• _Work required_
Please output all of the material below as a Markdown table with the columns Row and Line, numbering each line and leaving out blank lines. Keep the pictures out of the table.

[Records from a pointing dataset]
##############################

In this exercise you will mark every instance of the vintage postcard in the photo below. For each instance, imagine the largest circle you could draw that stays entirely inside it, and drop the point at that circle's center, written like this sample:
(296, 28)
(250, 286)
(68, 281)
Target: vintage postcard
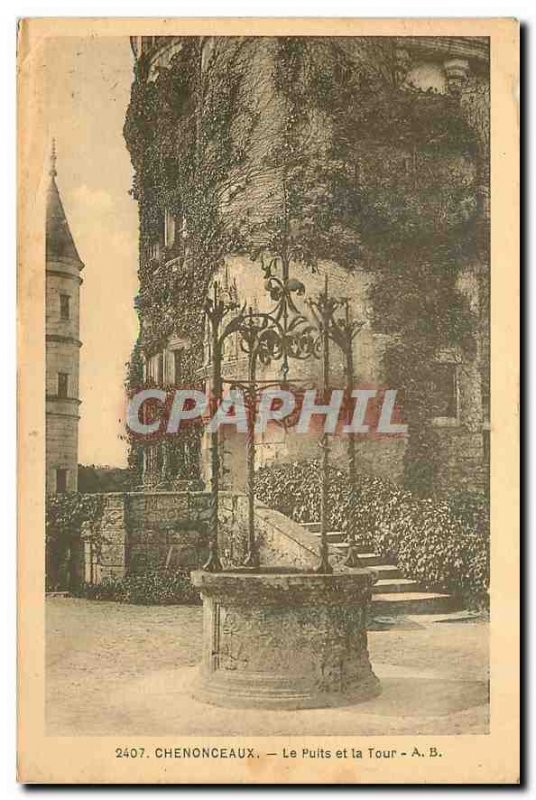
(268, 401)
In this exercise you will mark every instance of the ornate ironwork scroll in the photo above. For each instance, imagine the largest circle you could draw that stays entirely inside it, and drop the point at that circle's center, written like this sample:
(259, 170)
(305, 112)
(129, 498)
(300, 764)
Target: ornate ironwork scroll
(278, 335)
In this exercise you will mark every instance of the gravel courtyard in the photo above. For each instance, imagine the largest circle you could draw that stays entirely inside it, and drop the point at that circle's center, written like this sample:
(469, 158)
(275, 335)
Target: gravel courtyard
(116, 669)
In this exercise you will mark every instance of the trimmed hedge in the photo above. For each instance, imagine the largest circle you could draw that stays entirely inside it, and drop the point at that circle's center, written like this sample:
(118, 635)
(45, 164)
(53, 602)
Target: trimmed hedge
(154, 587)
(442, 542)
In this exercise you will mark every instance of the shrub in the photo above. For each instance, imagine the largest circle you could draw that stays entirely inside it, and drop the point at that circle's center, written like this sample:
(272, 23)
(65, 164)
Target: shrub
(441, 542)
(155, 587)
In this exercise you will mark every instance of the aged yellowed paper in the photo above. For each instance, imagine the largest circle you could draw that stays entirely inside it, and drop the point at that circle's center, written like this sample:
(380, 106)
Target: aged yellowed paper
(268, 401)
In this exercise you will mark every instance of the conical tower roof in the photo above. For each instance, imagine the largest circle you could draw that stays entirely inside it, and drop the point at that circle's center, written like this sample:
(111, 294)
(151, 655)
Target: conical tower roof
(59, 241)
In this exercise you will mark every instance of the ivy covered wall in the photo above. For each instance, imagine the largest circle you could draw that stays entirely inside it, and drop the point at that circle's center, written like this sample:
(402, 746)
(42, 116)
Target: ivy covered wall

##############################

• _Result of this exercise_
| Row | Line |
|---|---|
| 1 | In this exercise you will mark every instance of the vintage postcard in the photo below. For each instance, imagine the largest circle you could draw that stays entirely inside it, and drop the point at that circle's center, written like this sample: |
| 2 | (296, 28) |
| 3 | (250, 286) |
| 4 | (68, 281) |
| 5 | Target: vintage postcard |
| 6 | (268, 401) |
| 7 | In this exercise you will mark every instance of the ornate ironwork scroll in the photo above. For each instance, imagine the largest circle you could draw that stays entirely inside it, and drop the point at that circle's center, written like this sample: |
| 8 | (259, 170) |
| 9 | (305, 112) |
| 10 | (129, 498) |
| 11 | (300, 764) |
| 12 | Target: ornate ironwork scroll |
| 13 | (278, 335) |
| 14 | In this exercise you will mark every instance of the gravel courtyard in the photo above. For each instance, imagine the largest circle you could draw that stays entirely inside it, and drop the point at that circle's center, written like this sample: |
| 15 | (469, 158) |
| 16 | (275, 335) |
| 17 | Target: gravel courtyard |
| 18 | (116, 669) |
| 19 | In this exercise you will mark every instance of the trimmed hedge in the photo above. For each instance, imagine the largest circle you could draw that stays entirely inside it, and drop the point at that circle's center, written like this sample: |
| 20 | (118, 635) |
| 21 | (45, 164) |
| 22 | (53, 602) |
| 23 | Target: trimmed hedge |
| 24 | (154, 587) |
| 25 | (442, 542) |
| 26 | In this exercise you will mark every instance of the shrub in the photo above. For each instance, imagine the largest circle you could draw that stays entirely inside it, and drop the point at that circle's center, written like this sample: |
| 27 | (272, 23) |
| 28 | (65, 164) |
| 29 | Target: shrub |
| 30 | (441, 542) |
| 31 | (155, 587) |
| 32 | In this exercise you will mark every instance of the aged yellowed paper in the photo above. For each instance, imagine the largest circle you could draw that stays entirely inside it, and drop the point at that circle's center, written like this sample: |
| 33 | (380, 106) |
| 34 | Target: aged yellowed paper |
| 35 | (268, 401) |
| 36 | In this exercise you will mark every instance of the conical tower roof in the photo above. For each instance, imagine the largest circle you could draw that stays entirely inside it, and drop the point at that circle's center, written like this sample: |
| 37 | (111, 294) |
| 38 | (151, 655) |
| 39 | Target: conical tower roof |
| 40 | (59, 241) |
| 41 | In this exercise you will mark every instance of the ivy covered wall in the photo above. For each instance, imagine the largest circle you could draw that stays entirely inside it, and drop the point at that circle's center, written like this sample: |
| 42 | (402, 746) |
| 43 | (42, 116) |
| 44 | Target: ivy covered wall |